● Objective
Starting at the line that has "19, row 58." and running to the end of the material, rewrite those lines with "Target" changed to "Label" and everything else left unchanged.

## Start Stored rows

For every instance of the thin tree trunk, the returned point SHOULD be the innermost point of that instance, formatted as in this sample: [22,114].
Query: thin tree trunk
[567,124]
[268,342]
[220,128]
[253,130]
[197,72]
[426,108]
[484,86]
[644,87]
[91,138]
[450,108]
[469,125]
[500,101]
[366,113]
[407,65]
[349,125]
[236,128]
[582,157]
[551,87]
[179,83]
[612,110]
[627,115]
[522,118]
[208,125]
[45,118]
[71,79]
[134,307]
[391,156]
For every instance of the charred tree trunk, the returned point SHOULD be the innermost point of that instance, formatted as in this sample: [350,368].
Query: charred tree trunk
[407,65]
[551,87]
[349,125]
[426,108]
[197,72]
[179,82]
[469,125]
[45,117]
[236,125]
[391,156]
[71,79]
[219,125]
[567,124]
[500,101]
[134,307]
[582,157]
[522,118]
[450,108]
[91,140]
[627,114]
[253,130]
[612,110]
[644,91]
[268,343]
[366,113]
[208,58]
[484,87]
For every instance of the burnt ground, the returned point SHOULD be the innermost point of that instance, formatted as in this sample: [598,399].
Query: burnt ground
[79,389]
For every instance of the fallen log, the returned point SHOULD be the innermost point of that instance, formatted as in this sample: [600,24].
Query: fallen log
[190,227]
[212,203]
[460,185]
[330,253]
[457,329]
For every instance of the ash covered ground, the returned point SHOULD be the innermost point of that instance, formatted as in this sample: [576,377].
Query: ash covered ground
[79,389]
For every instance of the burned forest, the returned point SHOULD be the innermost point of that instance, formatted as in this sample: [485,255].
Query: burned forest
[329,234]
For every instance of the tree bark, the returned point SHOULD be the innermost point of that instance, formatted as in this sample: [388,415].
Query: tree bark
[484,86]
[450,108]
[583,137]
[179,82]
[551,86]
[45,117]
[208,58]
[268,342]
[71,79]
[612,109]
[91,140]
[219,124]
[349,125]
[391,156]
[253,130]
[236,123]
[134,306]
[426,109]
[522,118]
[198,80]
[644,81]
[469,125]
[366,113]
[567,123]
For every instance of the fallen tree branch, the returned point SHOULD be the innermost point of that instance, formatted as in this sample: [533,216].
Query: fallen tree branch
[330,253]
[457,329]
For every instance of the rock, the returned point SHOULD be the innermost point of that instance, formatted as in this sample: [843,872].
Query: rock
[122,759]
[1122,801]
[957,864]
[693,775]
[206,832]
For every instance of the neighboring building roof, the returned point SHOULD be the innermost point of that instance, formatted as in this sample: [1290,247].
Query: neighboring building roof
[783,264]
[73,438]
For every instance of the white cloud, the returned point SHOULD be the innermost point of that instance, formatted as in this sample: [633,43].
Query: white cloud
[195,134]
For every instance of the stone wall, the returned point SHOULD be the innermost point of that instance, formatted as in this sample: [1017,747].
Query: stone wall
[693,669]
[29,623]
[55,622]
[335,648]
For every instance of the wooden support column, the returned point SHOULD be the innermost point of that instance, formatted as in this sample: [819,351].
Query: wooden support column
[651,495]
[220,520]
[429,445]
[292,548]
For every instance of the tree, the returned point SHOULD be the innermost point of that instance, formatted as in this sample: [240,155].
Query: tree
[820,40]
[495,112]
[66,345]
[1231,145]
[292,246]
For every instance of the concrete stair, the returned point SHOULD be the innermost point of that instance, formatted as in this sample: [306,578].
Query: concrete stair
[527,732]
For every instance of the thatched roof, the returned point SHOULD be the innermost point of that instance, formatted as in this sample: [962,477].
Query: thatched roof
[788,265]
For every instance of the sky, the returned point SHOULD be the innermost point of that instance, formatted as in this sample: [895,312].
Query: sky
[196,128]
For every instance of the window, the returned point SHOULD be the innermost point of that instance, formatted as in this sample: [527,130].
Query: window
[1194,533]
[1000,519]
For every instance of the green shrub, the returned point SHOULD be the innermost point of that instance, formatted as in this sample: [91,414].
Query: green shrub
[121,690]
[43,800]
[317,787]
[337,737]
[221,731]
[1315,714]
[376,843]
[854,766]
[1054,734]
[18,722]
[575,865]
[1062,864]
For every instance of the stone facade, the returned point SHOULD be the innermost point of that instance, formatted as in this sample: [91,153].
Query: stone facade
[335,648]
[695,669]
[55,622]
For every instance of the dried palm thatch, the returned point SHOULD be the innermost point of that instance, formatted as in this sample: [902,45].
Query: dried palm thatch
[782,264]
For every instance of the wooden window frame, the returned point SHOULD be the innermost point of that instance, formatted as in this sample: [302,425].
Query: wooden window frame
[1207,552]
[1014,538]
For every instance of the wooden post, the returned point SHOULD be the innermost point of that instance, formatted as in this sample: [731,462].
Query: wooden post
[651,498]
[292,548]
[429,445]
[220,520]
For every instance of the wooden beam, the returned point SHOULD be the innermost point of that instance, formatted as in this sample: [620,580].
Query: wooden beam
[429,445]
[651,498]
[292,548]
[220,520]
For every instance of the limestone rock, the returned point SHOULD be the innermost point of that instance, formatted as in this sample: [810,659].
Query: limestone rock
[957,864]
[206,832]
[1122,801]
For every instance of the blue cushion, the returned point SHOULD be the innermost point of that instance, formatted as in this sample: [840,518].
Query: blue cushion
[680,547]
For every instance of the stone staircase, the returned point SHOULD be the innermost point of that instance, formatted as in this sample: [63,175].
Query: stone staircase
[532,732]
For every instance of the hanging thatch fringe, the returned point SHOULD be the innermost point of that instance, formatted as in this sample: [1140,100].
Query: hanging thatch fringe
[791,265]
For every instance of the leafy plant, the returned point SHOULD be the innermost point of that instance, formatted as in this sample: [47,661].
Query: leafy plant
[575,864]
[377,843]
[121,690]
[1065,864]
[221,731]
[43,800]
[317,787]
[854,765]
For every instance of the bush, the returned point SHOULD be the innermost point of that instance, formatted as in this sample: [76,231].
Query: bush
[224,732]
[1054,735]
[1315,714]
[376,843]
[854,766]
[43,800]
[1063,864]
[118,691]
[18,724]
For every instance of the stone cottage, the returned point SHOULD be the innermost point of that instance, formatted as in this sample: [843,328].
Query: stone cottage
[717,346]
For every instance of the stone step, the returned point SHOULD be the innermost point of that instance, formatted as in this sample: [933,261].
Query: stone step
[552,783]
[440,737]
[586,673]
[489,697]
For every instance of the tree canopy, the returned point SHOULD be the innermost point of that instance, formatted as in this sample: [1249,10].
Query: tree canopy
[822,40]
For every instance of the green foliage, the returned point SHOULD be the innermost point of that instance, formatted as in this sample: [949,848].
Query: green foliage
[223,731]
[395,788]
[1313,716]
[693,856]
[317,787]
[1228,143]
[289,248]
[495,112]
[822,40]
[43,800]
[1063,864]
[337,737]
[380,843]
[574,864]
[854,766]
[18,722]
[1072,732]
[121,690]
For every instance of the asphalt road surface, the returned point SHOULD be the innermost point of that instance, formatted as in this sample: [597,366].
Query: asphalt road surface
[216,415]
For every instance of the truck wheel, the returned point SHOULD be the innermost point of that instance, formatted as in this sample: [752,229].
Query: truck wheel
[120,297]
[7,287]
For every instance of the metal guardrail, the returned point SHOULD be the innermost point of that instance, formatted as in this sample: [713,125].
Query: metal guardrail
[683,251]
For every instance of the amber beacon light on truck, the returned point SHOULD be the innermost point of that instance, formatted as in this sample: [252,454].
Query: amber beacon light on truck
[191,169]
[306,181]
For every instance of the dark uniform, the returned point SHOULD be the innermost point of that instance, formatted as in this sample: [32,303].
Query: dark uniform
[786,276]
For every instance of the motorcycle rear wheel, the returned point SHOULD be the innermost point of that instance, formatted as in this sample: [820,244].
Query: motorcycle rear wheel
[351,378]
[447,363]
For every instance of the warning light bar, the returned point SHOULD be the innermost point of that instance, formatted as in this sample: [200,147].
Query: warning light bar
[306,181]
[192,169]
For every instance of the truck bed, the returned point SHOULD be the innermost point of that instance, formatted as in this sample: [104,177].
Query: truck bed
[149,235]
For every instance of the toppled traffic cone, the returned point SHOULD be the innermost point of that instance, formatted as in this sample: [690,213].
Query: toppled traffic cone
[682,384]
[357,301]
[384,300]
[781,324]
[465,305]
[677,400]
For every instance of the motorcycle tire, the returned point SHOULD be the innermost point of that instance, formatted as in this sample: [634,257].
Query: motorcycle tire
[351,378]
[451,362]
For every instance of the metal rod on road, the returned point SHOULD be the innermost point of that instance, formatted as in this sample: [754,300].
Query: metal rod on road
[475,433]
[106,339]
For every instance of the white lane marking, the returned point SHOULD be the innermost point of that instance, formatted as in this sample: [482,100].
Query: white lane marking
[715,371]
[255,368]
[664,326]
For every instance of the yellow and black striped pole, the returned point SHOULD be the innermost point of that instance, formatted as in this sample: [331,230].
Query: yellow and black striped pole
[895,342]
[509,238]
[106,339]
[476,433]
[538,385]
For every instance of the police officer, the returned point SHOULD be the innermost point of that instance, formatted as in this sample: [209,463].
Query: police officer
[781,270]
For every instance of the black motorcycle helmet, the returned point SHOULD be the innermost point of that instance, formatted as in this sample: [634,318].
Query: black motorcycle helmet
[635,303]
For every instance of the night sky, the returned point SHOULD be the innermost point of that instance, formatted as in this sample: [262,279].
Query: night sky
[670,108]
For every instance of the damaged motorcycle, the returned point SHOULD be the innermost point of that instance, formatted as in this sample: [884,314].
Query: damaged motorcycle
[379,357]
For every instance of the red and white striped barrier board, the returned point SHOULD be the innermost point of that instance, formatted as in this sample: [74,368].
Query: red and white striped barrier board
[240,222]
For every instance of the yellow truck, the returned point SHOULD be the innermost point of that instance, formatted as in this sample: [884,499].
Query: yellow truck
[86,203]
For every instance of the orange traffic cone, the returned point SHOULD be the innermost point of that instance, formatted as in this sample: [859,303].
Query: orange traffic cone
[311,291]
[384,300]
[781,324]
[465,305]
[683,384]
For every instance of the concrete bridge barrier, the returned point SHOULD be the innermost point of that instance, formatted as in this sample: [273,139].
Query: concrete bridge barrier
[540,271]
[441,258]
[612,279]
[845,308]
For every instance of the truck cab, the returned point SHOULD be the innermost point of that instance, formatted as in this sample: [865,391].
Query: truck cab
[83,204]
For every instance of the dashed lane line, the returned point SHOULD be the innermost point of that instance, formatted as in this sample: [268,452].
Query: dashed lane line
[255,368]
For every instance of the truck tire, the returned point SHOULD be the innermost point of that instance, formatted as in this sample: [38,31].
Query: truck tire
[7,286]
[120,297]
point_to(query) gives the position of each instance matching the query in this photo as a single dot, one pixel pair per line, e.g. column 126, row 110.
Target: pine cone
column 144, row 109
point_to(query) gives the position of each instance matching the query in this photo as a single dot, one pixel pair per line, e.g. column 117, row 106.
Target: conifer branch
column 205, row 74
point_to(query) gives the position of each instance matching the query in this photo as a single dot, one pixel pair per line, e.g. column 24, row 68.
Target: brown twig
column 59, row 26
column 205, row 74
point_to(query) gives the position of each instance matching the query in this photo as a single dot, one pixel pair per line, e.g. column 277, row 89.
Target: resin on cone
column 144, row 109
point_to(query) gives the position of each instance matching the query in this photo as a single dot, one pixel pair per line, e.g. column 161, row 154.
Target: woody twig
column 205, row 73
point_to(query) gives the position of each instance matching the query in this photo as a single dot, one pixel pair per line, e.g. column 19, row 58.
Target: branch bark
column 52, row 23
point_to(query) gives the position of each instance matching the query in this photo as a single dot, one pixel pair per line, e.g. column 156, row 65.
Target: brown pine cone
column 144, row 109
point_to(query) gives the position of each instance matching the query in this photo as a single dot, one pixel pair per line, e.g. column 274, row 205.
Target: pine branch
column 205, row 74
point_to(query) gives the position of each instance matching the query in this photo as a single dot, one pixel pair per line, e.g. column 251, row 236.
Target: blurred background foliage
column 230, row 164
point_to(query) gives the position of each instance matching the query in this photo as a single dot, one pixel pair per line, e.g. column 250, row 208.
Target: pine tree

## End Stored rows

● Answer to the task
point_to(query) gives the position of each instance matching the query in this photo as a single dot, one pixel pair per line, e.g. column 19, row 58.
Label: branch bark
column 52, row 23
point_to(query) gives the position of each instance matching the query in this photo as a single dot, one pixel pair per line, e.g. column 156, row 65.
Label: brown pine cone
column 144, row 109
point_to(query) gives the position of each instance matching the query in this photo as a single dot, one pixel pair per line, e.g. column 274, row 205.
Label: pine branch
column 205, row 74
point_to(query) gives the position of each instance matching the query in this photo as a single dot, one pixel pair per line, e.g. column 251, row 236.
Label: blurred background foliage
column 230, row 164
point_to(query) gives the position of each instance matching the query in this photo as a single dot, one pixel pair per line, e.g. column 250, row 208.
Label: pine tree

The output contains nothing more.